● **REQUIRED WORK**
A – Answer these questions using the post about stars that could see Earth, putting each answer on its own line with the matching mark.
(i) How many stars could have spotted Earth transits since about 5,000 years ago?
(ii) Of the 75 stars mentioned, how many may possess rocky worlds in their habitable zones?
(iii) Which three exoplanetary systems can currently see Earth?
B – Duplicate part of the post about stars that could see Earth, beginning with the words "Lots of people" and stopping after "their habitable zones.".

● **PASSAGE PROVIDED**

● ● ● ● ● ● ●

Lots of people could be watching you right now (and they aren't in Silicon Valley for once)

The eggheads have made a shocking discovery:

The researchers identified 1,715 stars that could have spotted Earth transits since about 5,000 years ago, which is about when civilizations began to bloom on Earth.

Whew.

It gets better (worse):

... the researchers estimated that 29 of these 75 stars may possess rocky worlds in their habitable zones.

Seven of the 2,034 stars are known hosts of exoplanets that have had or will have the chance to detect Earth just as Earth's scientists have detected them. Three of these seven exoplanetary systems — K2-65, K2-155 and K2-240 — can currently see Earth.

A key tenet of ours around this slice of the cyberspace:

You DON'T want to discover the aliens.

If they're out there, let 'em be.

Why's that? Aren't they going to be fuzzy forehead people with warp drives, just like mass pop culture drilled into your brain for the last 70 odd years?

Far be it from me to challenge what's programming your brain-waves on the TV.

But the puzzle known to normies as "Fermi's Paradox" implies strange and frankly worrying consequences.

Why's it so quiet out there?

● ● ● ● ● ● ●

● **LISTED ENTRIES**

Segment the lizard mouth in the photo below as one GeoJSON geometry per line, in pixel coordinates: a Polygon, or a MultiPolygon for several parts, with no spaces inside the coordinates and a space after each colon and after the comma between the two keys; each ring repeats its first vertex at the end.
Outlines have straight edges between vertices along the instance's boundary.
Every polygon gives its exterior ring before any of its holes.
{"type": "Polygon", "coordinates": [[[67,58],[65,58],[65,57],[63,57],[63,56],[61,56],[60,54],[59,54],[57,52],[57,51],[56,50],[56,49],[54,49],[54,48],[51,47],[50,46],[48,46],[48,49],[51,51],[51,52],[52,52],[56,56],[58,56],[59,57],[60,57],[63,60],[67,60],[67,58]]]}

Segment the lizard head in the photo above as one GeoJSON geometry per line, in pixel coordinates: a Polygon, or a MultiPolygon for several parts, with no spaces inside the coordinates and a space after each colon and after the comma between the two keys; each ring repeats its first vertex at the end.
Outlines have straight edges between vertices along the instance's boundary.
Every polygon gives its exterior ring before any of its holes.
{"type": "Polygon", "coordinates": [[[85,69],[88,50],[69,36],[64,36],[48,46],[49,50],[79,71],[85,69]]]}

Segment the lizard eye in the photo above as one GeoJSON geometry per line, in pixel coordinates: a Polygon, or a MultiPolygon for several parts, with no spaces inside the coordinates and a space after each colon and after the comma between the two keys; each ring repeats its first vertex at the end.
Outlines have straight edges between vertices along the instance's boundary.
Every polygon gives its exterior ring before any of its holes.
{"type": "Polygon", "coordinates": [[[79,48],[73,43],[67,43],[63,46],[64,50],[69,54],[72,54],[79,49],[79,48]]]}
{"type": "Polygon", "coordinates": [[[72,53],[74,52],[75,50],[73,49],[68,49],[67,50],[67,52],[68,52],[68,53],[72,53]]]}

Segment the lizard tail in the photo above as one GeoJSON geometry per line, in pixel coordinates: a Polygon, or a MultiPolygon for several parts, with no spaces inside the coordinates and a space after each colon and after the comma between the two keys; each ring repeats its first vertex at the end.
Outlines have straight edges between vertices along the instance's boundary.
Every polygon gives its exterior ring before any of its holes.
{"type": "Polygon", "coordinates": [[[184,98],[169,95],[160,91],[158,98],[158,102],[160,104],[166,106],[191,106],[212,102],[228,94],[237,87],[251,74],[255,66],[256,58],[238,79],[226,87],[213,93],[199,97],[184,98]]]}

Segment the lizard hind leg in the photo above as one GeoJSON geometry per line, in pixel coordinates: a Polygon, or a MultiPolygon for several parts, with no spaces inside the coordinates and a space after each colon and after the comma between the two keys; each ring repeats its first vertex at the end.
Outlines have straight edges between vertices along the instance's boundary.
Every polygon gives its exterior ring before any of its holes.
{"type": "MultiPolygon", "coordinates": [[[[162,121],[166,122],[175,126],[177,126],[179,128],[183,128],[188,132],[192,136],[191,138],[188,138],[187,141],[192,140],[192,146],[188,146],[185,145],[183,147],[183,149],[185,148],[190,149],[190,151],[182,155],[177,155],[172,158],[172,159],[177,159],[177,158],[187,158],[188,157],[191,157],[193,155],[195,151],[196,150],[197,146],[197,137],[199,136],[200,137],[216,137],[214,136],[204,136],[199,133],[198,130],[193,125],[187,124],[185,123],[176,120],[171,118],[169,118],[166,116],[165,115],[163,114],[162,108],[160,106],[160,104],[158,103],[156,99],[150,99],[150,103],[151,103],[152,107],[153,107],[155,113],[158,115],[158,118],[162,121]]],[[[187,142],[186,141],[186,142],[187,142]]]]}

● ● ● ● ● ● ●

● **ANSWERS TO THE EXERCISE**
A –
(i) 1,715
(ii) 29
(iii) K2-65, K2-155 and K2-240

B –
Lots of people could be watching you right now (and they aren't in Silicon Valley for once)

The eggheads have made a shocking discovery:

The researchers identified 1,715 stars that could have spotted Earth transits since about 5,000 years ago, which is about when civilizations began to bloom on Earth.

Whew.

It gets better (worse):

... the researchers estimated that 29 of these 75 stars may possess rocky worlds in their habitable zones.